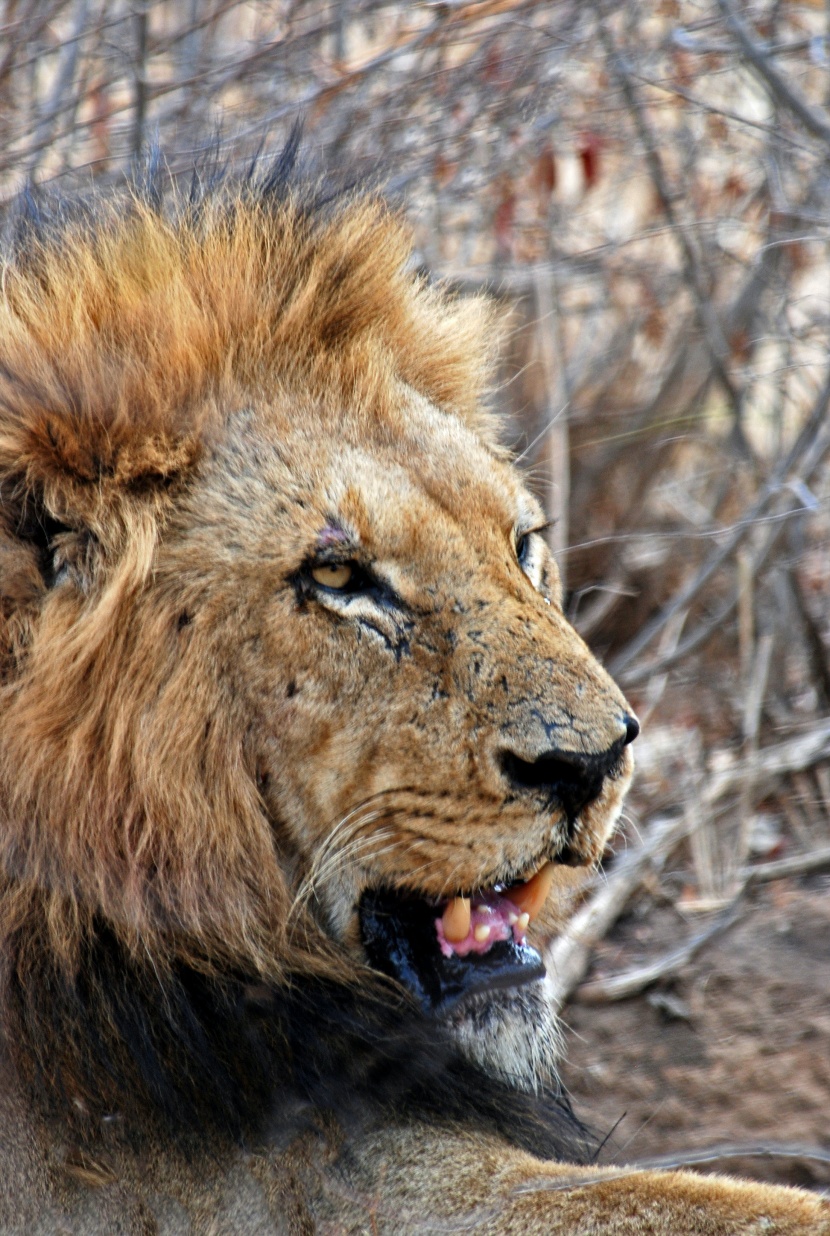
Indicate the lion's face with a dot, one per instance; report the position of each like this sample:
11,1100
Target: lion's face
280,639
423,721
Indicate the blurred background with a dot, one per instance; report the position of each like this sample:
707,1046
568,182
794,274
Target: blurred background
645,188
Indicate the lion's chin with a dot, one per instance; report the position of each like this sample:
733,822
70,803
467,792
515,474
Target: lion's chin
513,1035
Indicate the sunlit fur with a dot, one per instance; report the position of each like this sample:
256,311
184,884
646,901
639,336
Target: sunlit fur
205,759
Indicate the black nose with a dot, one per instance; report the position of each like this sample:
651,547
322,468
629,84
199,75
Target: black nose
572,779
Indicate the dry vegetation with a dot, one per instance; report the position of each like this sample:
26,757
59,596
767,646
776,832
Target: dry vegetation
645,186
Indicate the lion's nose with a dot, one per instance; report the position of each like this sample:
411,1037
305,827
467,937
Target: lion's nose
573,779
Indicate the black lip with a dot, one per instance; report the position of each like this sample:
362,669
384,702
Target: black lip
399,938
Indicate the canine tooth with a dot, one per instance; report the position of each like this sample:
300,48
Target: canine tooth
456,920
530,897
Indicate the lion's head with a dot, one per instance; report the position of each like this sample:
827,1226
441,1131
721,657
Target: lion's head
287,690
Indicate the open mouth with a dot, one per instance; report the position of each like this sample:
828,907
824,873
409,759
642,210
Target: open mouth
450,951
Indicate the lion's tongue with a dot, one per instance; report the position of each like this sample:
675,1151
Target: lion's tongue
473,927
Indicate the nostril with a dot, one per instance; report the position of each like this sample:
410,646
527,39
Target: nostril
570,778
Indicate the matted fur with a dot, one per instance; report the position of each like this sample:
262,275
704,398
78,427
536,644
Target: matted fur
206,758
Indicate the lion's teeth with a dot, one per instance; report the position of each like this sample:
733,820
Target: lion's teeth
456,920
530,897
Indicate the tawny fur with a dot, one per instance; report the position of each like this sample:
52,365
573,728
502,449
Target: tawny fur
204,761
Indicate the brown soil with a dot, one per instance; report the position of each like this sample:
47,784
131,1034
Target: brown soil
735,1051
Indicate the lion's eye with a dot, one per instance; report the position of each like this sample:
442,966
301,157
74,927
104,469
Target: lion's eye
336,575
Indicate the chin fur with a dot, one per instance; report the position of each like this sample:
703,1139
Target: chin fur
513,1035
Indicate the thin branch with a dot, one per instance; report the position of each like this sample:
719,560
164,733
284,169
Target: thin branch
779,89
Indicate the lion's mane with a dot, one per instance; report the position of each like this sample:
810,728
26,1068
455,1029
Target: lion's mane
153,960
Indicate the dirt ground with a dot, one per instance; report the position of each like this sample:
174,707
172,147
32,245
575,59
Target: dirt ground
733,1052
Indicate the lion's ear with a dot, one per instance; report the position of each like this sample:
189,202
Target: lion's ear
80,486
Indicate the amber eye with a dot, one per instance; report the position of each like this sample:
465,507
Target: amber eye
523,548
336,575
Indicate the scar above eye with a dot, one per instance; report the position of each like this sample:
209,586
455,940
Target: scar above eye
332,534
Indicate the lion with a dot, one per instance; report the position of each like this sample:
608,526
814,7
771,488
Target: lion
299,755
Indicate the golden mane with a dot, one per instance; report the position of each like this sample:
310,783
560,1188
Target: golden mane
126,328
152,952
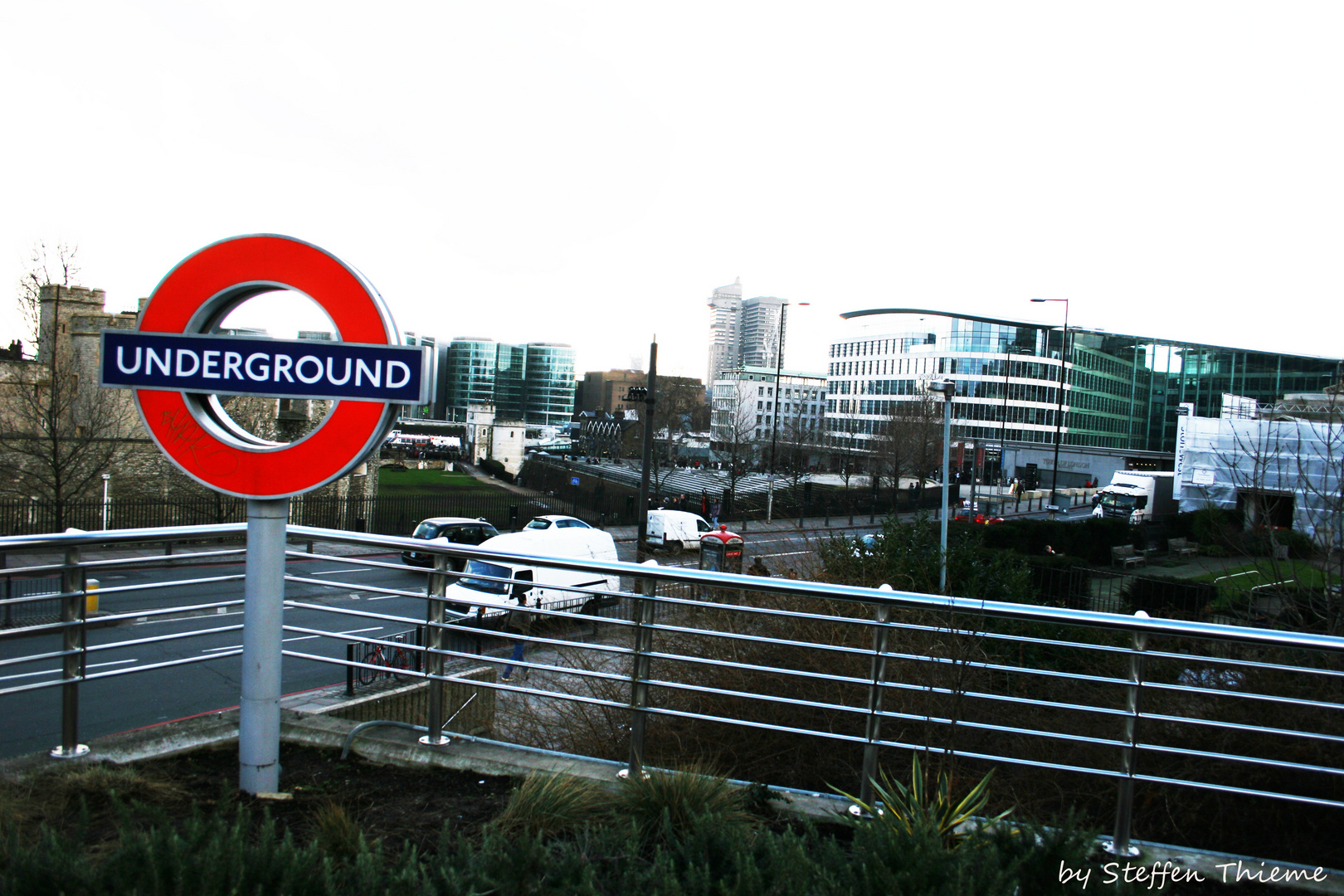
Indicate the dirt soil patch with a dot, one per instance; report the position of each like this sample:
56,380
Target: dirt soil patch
387,804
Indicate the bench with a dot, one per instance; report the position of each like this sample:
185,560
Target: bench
1181,548
1125,557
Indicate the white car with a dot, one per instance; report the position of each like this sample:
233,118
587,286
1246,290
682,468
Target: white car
555,522
492,587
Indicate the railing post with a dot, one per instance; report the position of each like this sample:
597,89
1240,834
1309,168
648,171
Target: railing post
433,664
640,670
880,633
264,646
1127,757
73,663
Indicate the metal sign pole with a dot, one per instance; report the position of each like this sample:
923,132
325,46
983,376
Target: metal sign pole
264,616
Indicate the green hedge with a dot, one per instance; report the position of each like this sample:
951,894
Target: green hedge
1088,542
222,855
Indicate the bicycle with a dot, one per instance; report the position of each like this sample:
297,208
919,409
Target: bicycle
398,663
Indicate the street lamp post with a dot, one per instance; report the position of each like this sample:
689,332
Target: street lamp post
1059,411
645,394
1003,429
106,477
774,425
949,390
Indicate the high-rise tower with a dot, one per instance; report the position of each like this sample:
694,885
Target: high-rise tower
724,323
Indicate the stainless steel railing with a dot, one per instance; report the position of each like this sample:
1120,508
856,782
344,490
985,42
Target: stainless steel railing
1103,698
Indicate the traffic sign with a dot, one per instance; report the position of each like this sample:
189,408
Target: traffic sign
190,423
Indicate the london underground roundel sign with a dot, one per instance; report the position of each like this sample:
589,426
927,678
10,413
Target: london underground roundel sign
178,367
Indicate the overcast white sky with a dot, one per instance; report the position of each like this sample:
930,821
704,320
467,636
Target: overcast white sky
589,173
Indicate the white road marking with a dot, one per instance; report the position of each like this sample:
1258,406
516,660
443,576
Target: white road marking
56,672
221,611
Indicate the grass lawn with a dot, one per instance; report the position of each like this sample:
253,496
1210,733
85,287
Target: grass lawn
1237,582
397,483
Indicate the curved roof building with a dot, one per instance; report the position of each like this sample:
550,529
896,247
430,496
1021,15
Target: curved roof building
1121,392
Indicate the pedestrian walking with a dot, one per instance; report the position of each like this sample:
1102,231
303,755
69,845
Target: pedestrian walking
519,622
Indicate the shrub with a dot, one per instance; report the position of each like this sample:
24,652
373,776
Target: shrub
665,804
923,807
1161,597
550,804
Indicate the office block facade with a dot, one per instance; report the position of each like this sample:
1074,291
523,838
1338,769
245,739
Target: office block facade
531,383
1121,392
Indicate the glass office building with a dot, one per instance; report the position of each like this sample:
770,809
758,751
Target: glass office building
1121,392
533,383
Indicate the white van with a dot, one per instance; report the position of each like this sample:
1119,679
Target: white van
676,529
488,587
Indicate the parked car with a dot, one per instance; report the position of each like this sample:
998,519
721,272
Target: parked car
557,522
448,529
489,589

────

All of the material above is to be copied exactly, except for its images.

COMPLETE OUTPUT:
Indicate the lion's face with a dot, one per instance; report the position of each like this sample:
11,1100
Target: lion's face
280,639
423,721
Indicate the blurred background with a dot, one per instance; report the position of each like this sample:
707,1046
568,182
794,274
Target: blurred background
645,188
Indicate the lion's chin with a dot, one per instance; report the position of each like this sample:
733,822
70,803
467,792
515,474
Target: lion's chin
513,1035
Indicate the sunlit fur with a dot, one per instance; report the position of each like this sample:
256,311
184,884
646,901
639,336
Target: sunlit fur
205,759
Indicate the black nose with a dot, one per instance; report the position of each like this sample:
651,547
322,468
629,84
199,75
Target: black nose
572,779
Indicate the dry vegetation with a dot, one per instance; report the position of each like this sample:
26,757
59,596
767,646
776,832
Target: dry vegetation
645,186
Indicate the lion's nose with a dot, one per instance; report the position of each like this sample:
411,1037
305,827
467,937
Target: lion's nose
573,779
Indicate the black lip with a dot, one per instance; report the position of each like this sample:
362,669
384,702
Target: black lip
399,938
Indicate the canine tooth with a dot, one per instance; report the position of each like this sample:
300,48
Target: canine tooth
456,920
530,897
Indicate the lion's head with a dot, one per instance; report the position of each like this sample:
827,1226
441,1131
721,657
Target: lion's head
287,690
Indicate the open mouth with a dot, one per instance; report the position of each like this sample:
828,907
824,873
409,759
642,210
Target: open mouth
450,951
Indicate the lion's tongue with a dot, one per instance; report the position of each like this sample:
675,1151
Target: lion's tongue
473,927
Indicate the nostril with a dot, one per instance; report the position of each like this sample:
410,646
527,39
Target: nostril
570,778
Indicate the matted fur with a dot, one per instance; report the position of each like this sample:
262,275
704,398
78,427
536,644
Target: matted fur
206,758
Indicate the lion's teeth with a dot, one per instance; report the position of each like this sample:
733,820
Target: lion's teeth
456,920
530,897
Indicate the tawny fur with a dot, one per instance; report the position of each like this sample:
52,365
573,728
502,449
Target: tawny fur
204,761
Indicate the brown soil with a dot, one per instance; report the position of each like this sample:
47,784
131,1034
Target: brown soil
735,1051
Indicate the lion's eye with a dot, one per instance; report the position of each like this sample:
442,966
301,157
74,927
104,469
Target: lion's eye
336,575
Indicate the chin fur with a dot, one per instance; report the position of each like this sample:
703,1139
Target: chin fur
513,1035
Indicate the thin branch with a dot, one per instance; report the position of each like this sample:
719,560
164,733
284,169
Target: thin branch
779,89
Indicate the lion's mane with a dot, one per instance; report the position of each like this sample:
810,728
26,1068
455,1029
Target: lion's mane
153,960
Indicate the dirt ground with a dot, one per instance; report the position of each like this sample:
174,707
172,147
32,245
575,59
Target: dirt ground
733,1052
Indicate the lion's ear with a dot, one per instance; report the position of each like this sample:
189,202
Target: lion's ear
80,486
Indicate the amber eye with a dot, one per instance; report the position of each like this sample:
465,507
Target: amber eye
523,548
336,575
Indicate the scar above eye with a dot, one per instance; report the position of each like this sample:
209,586
455,940
Target: scar above eye
332,534
Indicate the lion with a dot, one per instance; report the position of each like this sample:
608,526
814,7
771,488
Target: lion
299,755
Indicate the golden mane with a dot, one per instance; report the position of each like this sample:
310,783
560,1188
Target: golden mane
126,328
152,952
Indicate the dirt soil patch with a dot, one per instance; report the position of each like this sample:
56,380
Target: dirt soil patch
387,804
Indicate the bench with a dot, one per instance; report the position of each like this sample:
185,560
Target: bench
1181,548
1125,557
Indicate the white car with a dot, one per instance; report the position of each like this sample:
233,118
587,286
1246,290
682,468
Target: white car
555,522
492,587
Indicate the railing post with a dot, one per instance; report the position of each like this sample:
597,89
1240,834
1309,168
648,171
Target: railing post
433,664
640,670
880,633
264,646
1127,757
73,663
Indicate the metal sign pole with a dot, one per instance; report the position of each like this sample:
923,132
325,46
983,376
Target: metal sign pole
264,616
Indicate the green hedge with a dot, one per instance; report the position of each like this sample:
951,894
Target: green hedge
1088,542
222,855
Indicate the bicycle with a dot, one per instance; report the position of each like this sample:
297,208
919,409
Target: bicycle
398,663
Indicate the street lamp post with a dot, one per instance; report the position of each like this sample:
689,332
Target: street lamp post
1059,411
645,394
1003,429
106,477
774,425
949,390
Indicate the high-rise tower with a dot, one per instance; report the position of each like this sample:
694,885
Target: high-rise tower
724,323
Indicate the stainless steel railing with a dot, one per instance; report the position of each like this sample:
1120,508
856,782
344,490
985,42
Target: stainless steel railing
1103,698
Indicate the traffic sign with a dot, one per instance; report the position of each like this sample:
189,408
Target: traffic sign
190,423
Indicate the london underground roundel sign with a dot, one per instance; report the position of each like this sample:
589,426
927,678
10,413
Target: london underground roundel sign
178,367
Indicate the overcast white sky with a dot, one per instance; report the position of each like this sample:
930,821
704,320
467,636
Target: overcast white sky
589,173
Indicate the white road marking with a dot, one per instance; report the position of each like this sample:
1258,406
516,660
443,576
Target: white road marking
56,672
221,611
Indicate the grass lawn with a dot, one per instance; report the position of each like this sample:
253,496
1210,733
85,287
Target: grass lawn
1237,582
397,483
Indicate the curved roof building with a dot, one per instance; report the position of each like this sample:
550,529
896,247
430,496
1021,15
Target: curved roof building
1121,392
Indicate the pedestrian walking with a dot, one per instance; report the position of each like this sample:
1102,231
303,755
69,845
Target: pedestrian walking
519,622
Indicate the shrub with a dot, one per instance; report the position of each like this sample:
24,652
373,776
Target: shrub
665,804
923,807
1161,597
550,804
Indicate the office block facade with a dot, one per instance; report the position of each like this sample:
1074,291
523,838
1338,769
245,739
Target: office block facade
531,383
1121,392
Indicate the glass office building with a dot, one per instance; report the position of each like this sample:
770,809
758,751
Target: glass office building
1121,392
533,383
Indicate the white van with a dot, one per instance; report the position of each like this sample:
1119,679
Target: white van
676,529
488,587
Indicate the parked car with a dot, one per instance; report the position of each like this sample:
998,519
721,272
Target: parked car
557,522
448,529
489,589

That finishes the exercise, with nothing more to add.